= WHAT IS EXPECTED =
Word for word, restate the lines of the data from the first through the one containing "Q: Identify the wooden chalet", and nothing else.

━━━━━ SOURCE DATA ━━━━━

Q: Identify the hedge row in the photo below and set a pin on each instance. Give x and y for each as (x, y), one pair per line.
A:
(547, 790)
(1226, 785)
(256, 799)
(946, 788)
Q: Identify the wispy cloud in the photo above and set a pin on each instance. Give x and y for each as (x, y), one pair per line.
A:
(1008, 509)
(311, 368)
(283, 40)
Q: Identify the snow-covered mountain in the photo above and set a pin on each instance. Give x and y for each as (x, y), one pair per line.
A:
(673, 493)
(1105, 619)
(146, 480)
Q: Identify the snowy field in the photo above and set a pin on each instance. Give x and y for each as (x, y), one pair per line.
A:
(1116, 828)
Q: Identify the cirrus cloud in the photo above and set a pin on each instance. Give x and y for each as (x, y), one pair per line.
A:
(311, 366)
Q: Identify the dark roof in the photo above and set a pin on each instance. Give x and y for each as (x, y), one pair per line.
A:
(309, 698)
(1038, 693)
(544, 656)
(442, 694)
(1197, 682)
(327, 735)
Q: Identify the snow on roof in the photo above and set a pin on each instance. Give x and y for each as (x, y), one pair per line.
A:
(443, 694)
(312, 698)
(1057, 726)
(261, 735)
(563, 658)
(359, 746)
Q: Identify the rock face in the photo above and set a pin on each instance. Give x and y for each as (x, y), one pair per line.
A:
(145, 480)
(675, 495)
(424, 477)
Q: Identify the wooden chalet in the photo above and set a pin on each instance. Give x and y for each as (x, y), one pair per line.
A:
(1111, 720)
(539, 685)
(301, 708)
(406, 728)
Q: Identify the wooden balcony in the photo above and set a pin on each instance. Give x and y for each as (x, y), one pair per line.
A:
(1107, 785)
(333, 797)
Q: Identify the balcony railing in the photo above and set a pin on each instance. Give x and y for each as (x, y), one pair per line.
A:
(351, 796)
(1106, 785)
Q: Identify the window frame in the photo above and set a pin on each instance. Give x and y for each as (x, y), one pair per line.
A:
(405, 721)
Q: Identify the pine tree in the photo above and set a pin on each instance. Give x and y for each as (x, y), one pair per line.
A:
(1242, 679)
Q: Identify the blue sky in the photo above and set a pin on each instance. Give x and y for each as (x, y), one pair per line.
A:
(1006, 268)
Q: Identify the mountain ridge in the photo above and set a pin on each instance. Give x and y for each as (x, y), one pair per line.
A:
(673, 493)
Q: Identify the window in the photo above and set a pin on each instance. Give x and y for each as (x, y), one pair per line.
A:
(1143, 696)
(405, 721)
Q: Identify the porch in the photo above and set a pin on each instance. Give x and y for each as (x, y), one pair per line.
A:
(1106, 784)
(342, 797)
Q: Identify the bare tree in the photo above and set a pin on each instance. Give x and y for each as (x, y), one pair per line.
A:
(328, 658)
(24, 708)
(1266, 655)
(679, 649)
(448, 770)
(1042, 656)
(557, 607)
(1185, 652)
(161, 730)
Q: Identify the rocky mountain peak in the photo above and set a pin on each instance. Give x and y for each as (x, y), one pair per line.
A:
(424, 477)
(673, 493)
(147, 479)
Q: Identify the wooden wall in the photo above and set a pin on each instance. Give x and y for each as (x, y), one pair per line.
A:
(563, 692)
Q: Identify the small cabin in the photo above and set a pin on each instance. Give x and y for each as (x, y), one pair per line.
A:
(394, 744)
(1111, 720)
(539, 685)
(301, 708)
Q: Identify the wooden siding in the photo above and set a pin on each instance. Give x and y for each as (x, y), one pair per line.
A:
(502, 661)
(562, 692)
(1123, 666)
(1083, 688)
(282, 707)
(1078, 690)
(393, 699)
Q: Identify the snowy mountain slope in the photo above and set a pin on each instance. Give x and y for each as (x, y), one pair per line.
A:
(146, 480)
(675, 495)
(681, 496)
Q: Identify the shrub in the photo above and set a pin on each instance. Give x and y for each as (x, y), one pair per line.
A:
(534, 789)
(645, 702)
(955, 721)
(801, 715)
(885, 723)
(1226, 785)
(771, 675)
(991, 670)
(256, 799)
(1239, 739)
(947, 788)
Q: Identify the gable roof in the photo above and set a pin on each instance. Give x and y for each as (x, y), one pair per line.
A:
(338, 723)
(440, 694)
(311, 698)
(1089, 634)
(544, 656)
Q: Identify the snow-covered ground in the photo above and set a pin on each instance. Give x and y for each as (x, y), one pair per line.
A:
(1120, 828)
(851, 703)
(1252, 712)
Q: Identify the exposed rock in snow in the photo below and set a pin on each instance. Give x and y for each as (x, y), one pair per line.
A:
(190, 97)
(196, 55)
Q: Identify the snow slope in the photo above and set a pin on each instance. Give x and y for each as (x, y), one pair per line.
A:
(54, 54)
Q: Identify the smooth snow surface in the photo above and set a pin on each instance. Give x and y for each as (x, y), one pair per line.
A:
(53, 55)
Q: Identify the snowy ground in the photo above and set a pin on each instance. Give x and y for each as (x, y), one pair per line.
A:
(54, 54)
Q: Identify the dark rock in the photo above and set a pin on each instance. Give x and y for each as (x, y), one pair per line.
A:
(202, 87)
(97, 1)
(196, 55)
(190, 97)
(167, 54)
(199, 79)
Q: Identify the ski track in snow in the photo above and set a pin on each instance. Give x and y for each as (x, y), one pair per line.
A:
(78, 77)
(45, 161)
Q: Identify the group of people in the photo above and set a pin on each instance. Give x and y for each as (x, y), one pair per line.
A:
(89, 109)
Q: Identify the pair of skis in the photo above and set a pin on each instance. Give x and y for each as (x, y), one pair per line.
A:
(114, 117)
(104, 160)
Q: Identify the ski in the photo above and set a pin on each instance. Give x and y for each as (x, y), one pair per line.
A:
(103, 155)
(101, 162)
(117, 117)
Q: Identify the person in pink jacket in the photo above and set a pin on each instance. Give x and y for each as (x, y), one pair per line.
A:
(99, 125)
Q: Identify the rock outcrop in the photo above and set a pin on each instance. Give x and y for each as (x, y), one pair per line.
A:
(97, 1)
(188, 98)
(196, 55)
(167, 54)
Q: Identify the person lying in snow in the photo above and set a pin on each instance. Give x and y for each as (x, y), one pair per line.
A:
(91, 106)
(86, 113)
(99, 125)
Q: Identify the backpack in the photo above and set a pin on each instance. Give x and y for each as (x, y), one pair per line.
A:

━━━━━

= FINISHED TASK =
Q: Identify the hedge row in the photo below and set a pin on each instance. Give x and y for each as (x, y), one pair per line.
A:
(547, 790)
(1226, 785)
(256, 799)
(946, 788)
Q: Identify the wispy cloud in the photo above and set a pin on each instance. Give x and y for each as (x, y), one pair per line.
A:
(1008, 509)
(311, 368)
(283, 40)
Q: Identify the snow-covered mountain in the photo above and set a pin on each instance. Give x and y for each as (x, y), one pair per line.
A:
(673, 493)
(1105, 619)
(146, 480)
Q: Identify the snowy field in the photo above and set a pin on each instance. Give x and y for each as (x, y), one pair per line.
A:
(1116, 828)
Q: Identify the cirrus cloud in the photo above and set a pin on each instance. Give x and y for each as (x, y), one pair per line.
A:
(311, 366)
Q: Identify the dark roof in the photo above and set a pin on each instance. Give x and y for each as (x, y), one pair per line.
A:
(309, 698)
(1038, 693)
(544, 656)
(442, 694)
(1197, 682)
(327, 735)
Q: Identify the snow on roof in the photo above and set a pin on each instance. Give x and y for each as (x, y), one pair per line.
A:
(443, 694)
(312, 698)
(1057, 726)
(261, 735)
(563, 658)
(359, 746)
Q: Identify the rock face in the photo above and set a pin on each instance. Give x and y for each as (x, y), one pair per line.
A:
(145, 480)
(675, 495)
(424, 477)
Q: Identify the wooden chalet in the photo above and set a pin on each instance. Give x and y for each as (x, y), one pair per line.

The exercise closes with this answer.